__What is being asked__
Which lines of the records contain "strip"? Collect every one of them.

__Records supplied__

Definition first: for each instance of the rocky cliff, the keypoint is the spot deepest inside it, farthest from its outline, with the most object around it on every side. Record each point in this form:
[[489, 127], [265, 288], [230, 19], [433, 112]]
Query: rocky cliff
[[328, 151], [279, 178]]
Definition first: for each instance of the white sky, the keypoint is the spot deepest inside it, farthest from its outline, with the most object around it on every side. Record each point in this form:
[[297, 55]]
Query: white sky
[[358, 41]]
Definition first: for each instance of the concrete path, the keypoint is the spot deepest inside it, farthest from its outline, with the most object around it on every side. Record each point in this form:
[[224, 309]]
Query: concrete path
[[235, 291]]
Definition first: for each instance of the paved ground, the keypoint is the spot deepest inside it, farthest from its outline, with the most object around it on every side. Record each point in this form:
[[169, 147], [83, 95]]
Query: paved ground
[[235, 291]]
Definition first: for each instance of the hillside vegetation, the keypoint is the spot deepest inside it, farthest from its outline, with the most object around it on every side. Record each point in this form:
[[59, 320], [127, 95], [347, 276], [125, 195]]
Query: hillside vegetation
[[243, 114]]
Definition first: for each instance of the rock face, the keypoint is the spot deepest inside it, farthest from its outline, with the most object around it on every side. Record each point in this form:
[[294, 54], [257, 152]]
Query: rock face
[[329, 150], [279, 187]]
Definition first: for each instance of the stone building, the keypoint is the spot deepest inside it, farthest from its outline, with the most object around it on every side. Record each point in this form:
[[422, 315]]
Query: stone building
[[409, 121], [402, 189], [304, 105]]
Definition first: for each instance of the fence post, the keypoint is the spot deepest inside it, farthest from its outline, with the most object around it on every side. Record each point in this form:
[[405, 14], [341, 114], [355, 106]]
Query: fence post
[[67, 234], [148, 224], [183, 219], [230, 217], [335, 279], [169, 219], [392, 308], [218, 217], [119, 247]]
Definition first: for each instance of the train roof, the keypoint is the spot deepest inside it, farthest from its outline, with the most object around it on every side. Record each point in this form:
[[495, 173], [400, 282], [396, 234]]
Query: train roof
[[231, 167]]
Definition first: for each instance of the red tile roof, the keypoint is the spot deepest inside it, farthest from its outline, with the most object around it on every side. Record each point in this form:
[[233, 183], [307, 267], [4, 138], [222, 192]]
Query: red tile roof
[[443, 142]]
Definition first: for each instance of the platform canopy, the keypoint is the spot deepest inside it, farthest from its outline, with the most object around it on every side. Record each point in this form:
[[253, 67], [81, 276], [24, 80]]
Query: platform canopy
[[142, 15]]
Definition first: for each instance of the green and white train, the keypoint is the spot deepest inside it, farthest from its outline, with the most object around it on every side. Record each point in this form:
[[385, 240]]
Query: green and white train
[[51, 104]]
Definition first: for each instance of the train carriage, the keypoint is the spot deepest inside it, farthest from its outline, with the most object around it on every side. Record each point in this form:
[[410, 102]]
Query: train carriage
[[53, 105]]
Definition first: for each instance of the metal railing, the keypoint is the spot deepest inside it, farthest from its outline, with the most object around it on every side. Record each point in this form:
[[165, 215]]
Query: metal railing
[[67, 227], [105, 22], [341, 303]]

---

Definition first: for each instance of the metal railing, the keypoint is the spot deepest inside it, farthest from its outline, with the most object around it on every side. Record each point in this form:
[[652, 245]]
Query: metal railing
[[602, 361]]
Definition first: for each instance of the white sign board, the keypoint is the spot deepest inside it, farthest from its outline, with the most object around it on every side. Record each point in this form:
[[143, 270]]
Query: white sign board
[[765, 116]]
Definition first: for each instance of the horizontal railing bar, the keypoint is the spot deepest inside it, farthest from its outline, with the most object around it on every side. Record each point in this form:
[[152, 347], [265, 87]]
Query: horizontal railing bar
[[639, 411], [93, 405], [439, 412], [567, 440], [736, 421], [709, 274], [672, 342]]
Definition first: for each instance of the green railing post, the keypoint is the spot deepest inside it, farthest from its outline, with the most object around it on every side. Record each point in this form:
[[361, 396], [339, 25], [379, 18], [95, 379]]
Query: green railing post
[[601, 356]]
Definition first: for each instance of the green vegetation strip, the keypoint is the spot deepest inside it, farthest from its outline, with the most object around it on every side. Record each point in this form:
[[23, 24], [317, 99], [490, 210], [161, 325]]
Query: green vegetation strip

__Solution to this task__
Definition first: for each instance of the green vegetation strip, the keypoint is the spot deepest inside it, farthest from its outline, with the most object around it on every side. Record each point in this form:
Query: green vegetation strip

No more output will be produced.